**PROBLEM**
Return each line in the data below that contains the string "cutting", copied in full.

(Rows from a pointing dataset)
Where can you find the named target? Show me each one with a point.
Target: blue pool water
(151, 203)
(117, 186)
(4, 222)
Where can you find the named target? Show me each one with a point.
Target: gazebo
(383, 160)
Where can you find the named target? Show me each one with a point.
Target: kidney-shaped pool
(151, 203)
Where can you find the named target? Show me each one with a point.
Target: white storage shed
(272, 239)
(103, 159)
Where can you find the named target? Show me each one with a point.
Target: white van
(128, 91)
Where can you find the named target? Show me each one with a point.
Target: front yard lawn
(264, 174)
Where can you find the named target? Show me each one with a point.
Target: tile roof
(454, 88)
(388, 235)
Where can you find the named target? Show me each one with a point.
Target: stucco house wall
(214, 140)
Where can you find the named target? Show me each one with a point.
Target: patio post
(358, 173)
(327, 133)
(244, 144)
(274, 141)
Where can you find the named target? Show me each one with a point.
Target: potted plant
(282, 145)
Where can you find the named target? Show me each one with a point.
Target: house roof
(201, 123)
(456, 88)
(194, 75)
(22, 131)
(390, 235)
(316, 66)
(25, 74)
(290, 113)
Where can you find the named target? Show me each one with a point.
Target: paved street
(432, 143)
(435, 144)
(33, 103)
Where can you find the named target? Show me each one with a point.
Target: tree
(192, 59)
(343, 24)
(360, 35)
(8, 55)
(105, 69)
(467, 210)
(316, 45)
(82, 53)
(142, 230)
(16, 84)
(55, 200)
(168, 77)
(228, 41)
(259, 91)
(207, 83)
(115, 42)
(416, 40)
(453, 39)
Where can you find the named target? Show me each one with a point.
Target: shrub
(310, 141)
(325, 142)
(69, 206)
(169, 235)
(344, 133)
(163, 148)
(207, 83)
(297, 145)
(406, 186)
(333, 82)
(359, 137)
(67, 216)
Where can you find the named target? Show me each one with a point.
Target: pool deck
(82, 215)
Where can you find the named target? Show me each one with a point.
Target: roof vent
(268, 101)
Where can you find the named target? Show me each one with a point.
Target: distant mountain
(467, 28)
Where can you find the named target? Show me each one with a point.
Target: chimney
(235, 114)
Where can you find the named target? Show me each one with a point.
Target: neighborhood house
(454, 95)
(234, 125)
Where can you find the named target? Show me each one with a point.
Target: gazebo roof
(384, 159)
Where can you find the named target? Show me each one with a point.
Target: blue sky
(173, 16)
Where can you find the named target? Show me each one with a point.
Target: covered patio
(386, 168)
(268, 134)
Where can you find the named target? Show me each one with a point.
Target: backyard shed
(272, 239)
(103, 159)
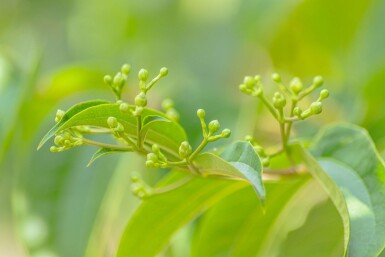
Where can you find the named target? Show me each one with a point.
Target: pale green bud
(226, 133)
(318, 81)
(279, 100)
(141, 99)
(124, 107)
(296, 85)
(324, 94)
(59, 115)
(108, 80)
(214, 126)
(276, 77)
(126, 68)
(316, 107)
(201, 113)
(167, 104)
(163, 72)
(249, 82)
(185, 150)
(143, 75)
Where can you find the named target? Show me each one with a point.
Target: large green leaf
(257, 231)
(160, 216)
(168, 135)
(238, 161)
(348, 157)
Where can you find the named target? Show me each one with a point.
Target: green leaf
(160, 216)
(239, 161)
(67, 116)
(167, 136)
(102, 152)
(257, 231)
(329, 186)
(348, 156)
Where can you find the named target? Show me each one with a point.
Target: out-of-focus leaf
(69, 114)
(330, 187)
(238, 161)
(102, 152)
(160, 216)
(349, 158)
(167, 137)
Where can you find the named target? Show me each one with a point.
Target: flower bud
(279, 100)
(155, 148)
(201, 114)
(276, 77)
(316, 107)
(249, 82)
(108, 80)
(185, 150)
(214, 126)
(59, 115)
(163, 72)
(297, 111)
(226, 133)
(112, 122)
(324, 94)
(318, 81)
(296, 85)
(124, 107)
(143, 75)
(126, 68)
(119, 80)
(141, 99)
(152, 157)
(167, 104)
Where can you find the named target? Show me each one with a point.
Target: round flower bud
(214, 126)
(324, 94)
(143, 75)
(108, 80)
(279, 100)
(243, 88)
(226, 133)
(155, 148)
(296, 85)
(119, 79)
(167, 104)
(149, 164)
(58, 140)
(124, 107)
(249, 82)
(297, 111)
(126, 68)
(59, 115)
(112, 122)
(276, 77)
(163, 72)
(185, 150)
(141, 100)
(318, 81)
(316, 107)
(152, 157)
(201, 113)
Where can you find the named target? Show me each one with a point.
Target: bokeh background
(55, 53)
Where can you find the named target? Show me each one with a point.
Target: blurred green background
(55, 53)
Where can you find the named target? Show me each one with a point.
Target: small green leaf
(102, 152)
(160, 216)
(69, 114)
(239, 161)
(348, 156)
(168, 136)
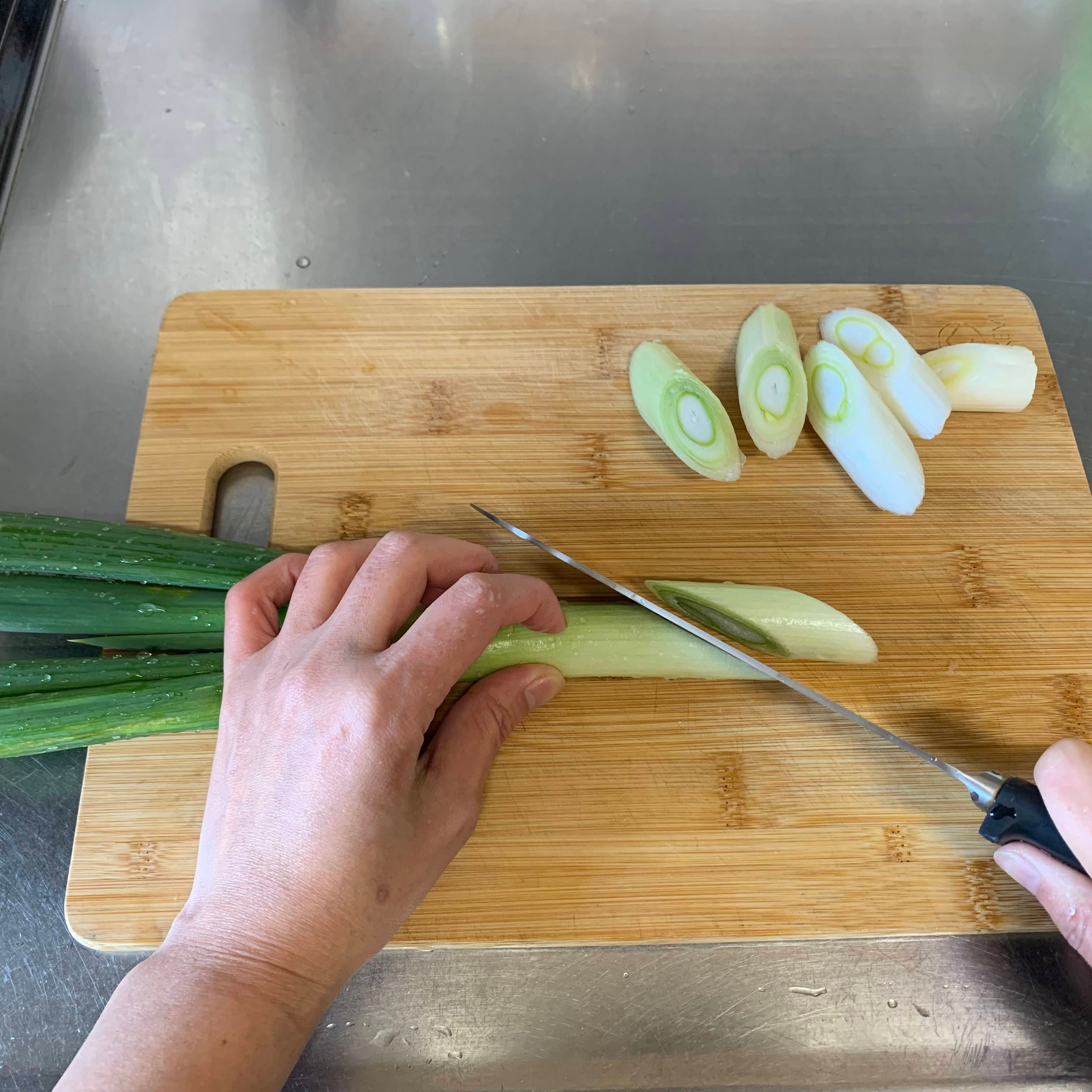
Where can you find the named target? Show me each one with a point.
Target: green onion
(985, 378)
(770, 620)
(774, 395)
(861, 432)
(902, 379)
(36, 676)
(46, 722)
(612, 639)
(684, 412)
(154, 642)
(56, 545)
(31, 604)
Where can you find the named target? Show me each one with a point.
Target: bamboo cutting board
(640, 811)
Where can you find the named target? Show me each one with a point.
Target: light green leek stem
(774, 395)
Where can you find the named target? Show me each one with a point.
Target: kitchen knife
(1015, 809)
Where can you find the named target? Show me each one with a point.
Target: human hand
(326, 823)
(1064, 776)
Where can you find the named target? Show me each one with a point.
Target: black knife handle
(1019, 815)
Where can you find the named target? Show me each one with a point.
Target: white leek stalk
(906, 382)
(770, 620)
(684, 412)
(861, 432)
(987, 378)
(612, 639)
(774, 396)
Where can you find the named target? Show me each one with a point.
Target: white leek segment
(988, 378)
(684, 412)
(774, 396)
(612, 639)
(906, 382)
(863, 435)
(770, 620)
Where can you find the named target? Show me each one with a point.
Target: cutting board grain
(639, 811)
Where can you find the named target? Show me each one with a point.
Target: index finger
(252, 608)
(1064, 776)
(455, 630)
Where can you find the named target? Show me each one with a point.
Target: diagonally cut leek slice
(988, 378)
(770, 620)
(906, 382)
(862, 433)
(684, 412)
(774, 396)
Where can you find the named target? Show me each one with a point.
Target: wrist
(234, 967)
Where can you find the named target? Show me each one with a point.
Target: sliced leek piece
(861, 432)
(906, 382)
(684, 412)
(985, 378)
(770, 620)
(774, 395)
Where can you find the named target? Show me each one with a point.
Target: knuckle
(478, 590)
(325, 553)
(400, 543)
(1076, 926)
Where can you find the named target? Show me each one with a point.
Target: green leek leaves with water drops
(684, 412)
(774, 396)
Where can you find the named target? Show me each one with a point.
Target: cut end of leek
(684, 412)
(777, 621)
(774, 396)
(862, 433)
(985, 378)
(892, 365)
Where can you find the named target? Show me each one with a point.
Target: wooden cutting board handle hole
(243, 510)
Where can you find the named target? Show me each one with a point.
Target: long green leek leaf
(774, 394)
(861, 432)
(602, 639)
(777, 621)
(985, 378)
(31, 604)
(890, 364)
(155, 642)
(62, 546)
(684, 412)
(39, 676)
(46, 722)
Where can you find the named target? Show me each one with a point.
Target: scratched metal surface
(203, 146)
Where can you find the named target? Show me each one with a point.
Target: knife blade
(1015, 809)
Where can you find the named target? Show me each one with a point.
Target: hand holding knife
(1015, 809)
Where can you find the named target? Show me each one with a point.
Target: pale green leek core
(684, 412)
(890, 364)
(777, 621)
(774, 396)
(862, 433)
(985, 378)
(612, 639)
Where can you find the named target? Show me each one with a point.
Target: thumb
(468, 741)
(1065, 894)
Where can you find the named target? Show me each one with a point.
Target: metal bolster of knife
(1019, 815)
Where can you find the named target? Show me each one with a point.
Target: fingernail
(543, 688)
(1019, 867)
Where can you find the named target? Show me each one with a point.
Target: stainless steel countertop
(208, 146)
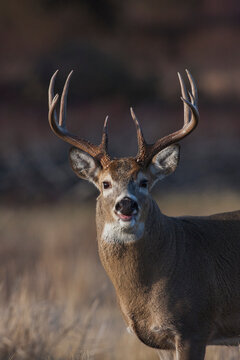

**CORRECT OUTPUT**
Target: bamboo cutting board
Target: cutting board grain
Target: wooden cutting board handle hole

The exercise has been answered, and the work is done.